- _練習問題_
(1) 本文のうち、「男三人兄弟の末っ子。「女の子」で始まり「でした。涙もでませんでした。」までの部分を一字も変えずに書き写すこと。
(2) 次の(a)〜(c)が本文の内容と合っているかを、それぞれ「はい」か「いいえ」で答えること。あわせて、判断の決め手となる本文の語句を引用すること。
(a) 祥は男三人兄弟の末っ子である。
(b) 祥は救急車で大学病院へ運ばれた。
(c) 医師から「覚悟をしておいてください」と言われたとき、涙が止まらなかった。

- _本文_
男三人兄弟の末っ子。「女の子ひとりくらい欲しかったんじゃないの?」 ってよく言われました。私はちっともそんな事感じていなくて男の子女の子じゃなくて三人も自分の子供を授かった事だけで充分嬉しかったのです。祥は赤ちゃんのころからよく熱を出したり喘息が起きたりで丈夫な子とは言えませんでした。
脳炎を起こす
歩き始め言葉も増えてきて、いたずら大好きであまえんぼの祥。雨の降る日。次男と祥は熱を出しました。熱を出すことがわりと多かった祥ですがこの日はなんか様子が違うのです。やけにぐずっていました。祥をおんぶして次男をを連れて小児科へ。診察を終えて会計を待っている間次男をトイレに連れて行きました。そしてトイレのドアが閉まる音と同時に背中におんぶしていた祥が痙攣を起こしたのです。あわてて診察室へ駆け込みました。処置をして頂き医師から「右足に麻痺があるようですので大きな病院へ移します」と言われました。そして救急車で移送してもらいました。祥が病院のベットで目を閉じたまま何日過ぎたでしょうか。その間いろいろな検査をしました。そしてまた痙攣がはじまったのです。何度も何度も繰り返し起きる痙攣。大学病院に転院です。夜中静かで暗い街をゆっくりゆっくり救急車は走り祥を大事に運んでくれました。大学病院に着くやいなやいろいろな検査、処置が一晩中行われました。夜がしらじらと明け始めうす明るくなったナ−スステ−ションで医師から「覚悟をしておいてください」と言われたのを鮮明に覚えています。私の頭のなかは真っ白でした。涙もでませんでした。
夜が明けて
明るくなった病室の酸素テントのなかで横になっている祥。もちろん目はつぶったまま体にはいろいろな器具がついていて。でも生きているみたいでそっと手を握ったのを覚えています。何日が過ぎたのでしょうか。動きもせず目も開けず。ある朝看護士さんが「笑いますよね」って言ったのです。?と思い祥の顔を覗くとニコッて笑ったんです。嬉しいよりびっくりしました。また私たちの元へ戻ってきてくれたのです。この子はなんてラッキ−ボ−イなんでしょう。

- _提供された記録_

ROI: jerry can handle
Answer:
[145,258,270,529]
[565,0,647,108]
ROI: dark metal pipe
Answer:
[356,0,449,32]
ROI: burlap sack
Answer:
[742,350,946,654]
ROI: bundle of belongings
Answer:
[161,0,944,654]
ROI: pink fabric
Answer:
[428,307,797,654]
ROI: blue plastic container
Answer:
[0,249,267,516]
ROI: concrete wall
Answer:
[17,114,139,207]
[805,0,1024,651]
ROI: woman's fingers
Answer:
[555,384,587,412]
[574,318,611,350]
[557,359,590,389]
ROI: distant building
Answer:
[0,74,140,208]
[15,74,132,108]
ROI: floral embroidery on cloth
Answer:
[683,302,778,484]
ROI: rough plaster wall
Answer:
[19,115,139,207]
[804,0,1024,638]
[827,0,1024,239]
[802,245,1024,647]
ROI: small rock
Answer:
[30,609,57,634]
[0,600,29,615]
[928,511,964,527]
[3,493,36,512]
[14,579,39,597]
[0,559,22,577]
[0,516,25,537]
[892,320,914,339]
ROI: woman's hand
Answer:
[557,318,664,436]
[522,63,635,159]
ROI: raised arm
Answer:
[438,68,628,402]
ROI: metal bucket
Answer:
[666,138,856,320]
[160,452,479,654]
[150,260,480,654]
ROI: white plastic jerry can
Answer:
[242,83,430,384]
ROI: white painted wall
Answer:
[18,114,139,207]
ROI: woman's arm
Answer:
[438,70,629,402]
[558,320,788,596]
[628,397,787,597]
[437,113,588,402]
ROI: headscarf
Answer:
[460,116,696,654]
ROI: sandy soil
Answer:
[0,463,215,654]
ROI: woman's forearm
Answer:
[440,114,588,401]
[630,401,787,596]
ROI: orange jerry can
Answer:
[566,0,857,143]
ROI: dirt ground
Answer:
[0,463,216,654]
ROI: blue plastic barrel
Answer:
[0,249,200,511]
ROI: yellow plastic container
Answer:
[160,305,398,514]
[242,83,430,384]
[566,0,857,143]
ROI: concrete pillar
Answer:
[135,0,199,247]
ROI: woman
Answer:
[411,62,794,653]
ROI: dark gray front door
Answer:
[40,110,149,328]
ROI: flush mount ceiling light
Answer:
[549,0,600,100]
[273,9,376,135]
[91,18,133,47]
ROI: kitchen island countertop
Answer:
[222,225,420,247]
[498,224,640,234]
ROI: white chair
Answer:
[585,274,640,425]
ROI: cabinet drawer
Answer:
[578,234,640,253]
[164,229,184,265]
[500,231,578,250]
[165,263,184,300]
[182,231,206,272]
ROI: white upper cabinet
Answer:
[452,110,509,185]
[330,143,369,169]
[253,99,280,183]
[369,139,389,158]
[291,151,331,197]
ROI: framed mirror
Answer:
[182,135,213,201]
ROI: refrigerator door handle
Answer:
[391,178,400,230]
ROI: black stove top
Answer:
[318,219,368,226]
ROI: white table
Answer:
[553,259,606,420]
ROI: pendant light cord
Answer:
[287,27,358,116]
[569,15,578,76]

- _各問の解答_
(1)
男三人兄弟の末っ子。「女の子ひとりくらい欲しかったんじゃないの?」 ってよく言われました。私はちっともそんな事感じていなくて男の子女の子じゃなくて三人も自分の子供を授かった事だけで充分嬉しかったのです。祥は赤ちゃんのころからよく熱を出したり喘息が起きたりで丈夫な子とは言えませんでした。
脳炎を起こす
歩き始め言葉も増えてきて、いたずら大好きであまえんぼの祥。雨の降る日。次男と祥は熱を出しました。熱を出すことがわりと多かった祥ですがこの日はなんか様子が違うのです。やけにぐずっていました。祥をおんぶして次男をを連れて小児科へ。診察を終えて会計を待っている間次男をトイレに連れて行きました。そしてトイレのドアが閉まる音と同時に背中におんぶしていた祥が痙攣を起こしたのです。あわてて診察室へ駆け込みました。処置をして頂き医師から「右足に麻痺があるようですので大きな病院へ移します」と言われました。そして救急車で移送してもらいました。祥が病院のベットで目を閉じたまま何日過ぎたでしょうか。その間いろいろな検査をしました。そしてまた痙攣がはじまったのです。何度も何度も繰り返し起きる痙攣。大学病院に転院です。夜中静かで暗い街をゆっくりゆっくり救急車は走り祥を大事に運んでくれました。大学病院に着くやいなやいろいろな検査、処置が一晩中行われました。夜がしらじらと明け始めうす明るくなったナ−スステ−ションで医師から「覚悟をしておいてください」と言われたのを鮮明に覚えています。私の頭のなかは真っ白でした。涙もでませんでした。

(2)
(a) はい。「男三人兄弟の末っ子。」
(b) はい。「夜中静かで暗い街をゆっくりゆっくり救急車は走り祥を大事に運んでくれました。」
(c) いいえ。「涙もでませんでした。」